▶ [Exercise task]
Rewrite the lines below with "utility pole" replaced by "power pole" and nothing else changed.

▶ [Data listing]
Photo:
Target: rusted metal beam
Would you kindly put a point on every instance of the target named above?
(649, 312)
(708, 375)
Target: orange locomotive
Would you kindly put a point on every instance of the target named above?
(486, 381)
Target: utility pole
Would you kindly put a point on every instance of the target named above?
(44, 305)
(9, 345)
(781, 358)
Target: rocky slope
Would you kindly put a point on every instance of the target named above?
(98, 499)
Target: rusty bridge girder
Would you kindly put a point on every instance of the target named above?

▶ [Full answer]
Photo:
Target: rusted metal beam
Would you kindly put a point on every instance of the target named above?
(649, 312)
(708, 375)
Target: orange locomotive
Would you kindly put a point on every instance of the target named above?
(486, 381)
Target: power pole
Would you kindly put a point on every instance of the target named above?
(44, 305)
(9, 345)
(781, 358)
Target: rocky slope
Would you kindly put a point on every instance of the target named above?
(98, 499)
Target: rusty bridge girder
Would you kindly put a point on every instance of the target named above?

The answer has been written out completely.